- DATA SECTION
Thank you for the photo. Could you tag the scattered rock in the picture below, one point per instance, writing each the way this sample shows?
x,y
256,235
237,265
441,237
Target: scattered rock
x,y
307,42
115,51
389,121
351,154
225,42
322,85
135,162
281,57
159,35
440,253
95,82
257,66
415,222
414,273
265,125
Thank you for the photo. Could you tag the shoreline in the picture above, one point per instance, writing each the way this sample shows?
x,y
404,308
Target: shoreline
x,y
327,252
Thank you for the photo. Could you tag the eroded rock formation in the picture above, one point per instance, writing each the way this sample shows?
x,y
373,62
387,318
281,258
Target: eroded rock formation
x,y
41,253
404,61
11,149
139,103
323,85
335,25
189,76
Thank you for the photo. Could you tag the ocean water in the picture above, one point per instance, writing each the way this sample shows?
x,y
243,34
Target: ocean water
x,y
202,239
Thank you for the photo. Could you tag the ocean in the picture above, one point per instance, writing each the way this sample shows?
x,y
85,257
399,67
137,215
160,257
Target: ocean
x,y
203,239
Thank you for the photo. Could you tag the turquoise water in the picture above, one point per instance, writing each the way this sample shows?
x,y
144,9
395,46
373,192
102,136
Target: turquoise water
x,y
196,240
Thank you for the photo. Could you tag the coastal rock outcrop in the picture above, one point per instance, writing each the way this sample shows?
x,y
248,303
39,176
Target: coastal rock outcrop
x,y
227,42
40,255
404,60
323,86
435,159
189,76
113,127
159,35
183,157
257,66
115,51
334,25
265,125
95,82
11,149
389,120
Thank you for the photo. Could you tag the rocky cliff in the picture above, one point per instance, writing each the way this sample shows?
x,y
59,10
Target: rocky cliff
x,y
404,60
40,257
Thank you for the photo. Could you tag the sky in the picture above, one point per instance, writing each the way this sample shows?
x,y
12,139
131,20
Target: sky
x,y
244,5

- DIRECTION
Substitute "rock face" for "rocky cliff" everywhere it appears and write out all the rows again, with everything else left unchanged.

- PROBLEM SOLUTION
Thank you for the photo. Could you tag the scattered rock in the picture below, one point per instance, writing each the way this sample shows?
x,y
256,235
237,265
441,237
Target: scattered rock
x,y
307,42
115,51
389,121
351,154
225,42
322,85
135,162
281,57
159,35
440,253
95,82
257,66
415,222
414,273
265,125
Thank you for the photo. Could you tag the shoreline in the picture above, one point per instance, writing each the way this sample shows?
x,y
404,308
Target: shoreline
x,y
327,252
Thank you for the photo. Could you tag the eroded rock formation in the picture above, one point per instance, writing each the way this sample shows?
x,y
373,62
387,318
281,258
Target: eroded rock formation
x,y
41,253
404,61
11,149
139,103
323,85
335,25
189,76
Thank you for the photo. Could you tag the ocean water in the picture above, one point per instance, writing each the way this sample shows?
x,y
243,34
Target: ocean water
x,y
202,239
Thank you for the photo. Could you tag the ocean in the picture above, one point per instance, writing each the way this sample shows?
x,y
85,257
399,67
137,215
160,257
Target: ocean
x,y
203,239
Thank you for the photo. Could you tag the turquoise water in the picture above, one point per instance, writing each the way this sample shows?
x,y
144,9
395,46
373,192
102,136
Target: turquoise water
x,y
196,240
Thank you for the photo. Could you tag the coastal rock outcrop in the picture above, one point per instance, writing each the way this sample shows?
x,y
248,303
39,176
Target: coastal rock outcrop
x,y
227,42
40,255
404,60
323,86
435,159
189,76
113,127
159,35
183,157
257,66
115,51
334,25
265,125
95,82
11,149
389,120
Thank you for the photo. Could you tag the rock face in the picture above, one point per instance, writing each the way this sample shows?
x,y
59,10
Target: rock face
x,y
404,60
40,257
Thank you for the photo. Could you tag the sky in the picture above, one point per instance, writing each the way this sample shows?
x,y
12,139
131,20
Target: sky
x,y
244,5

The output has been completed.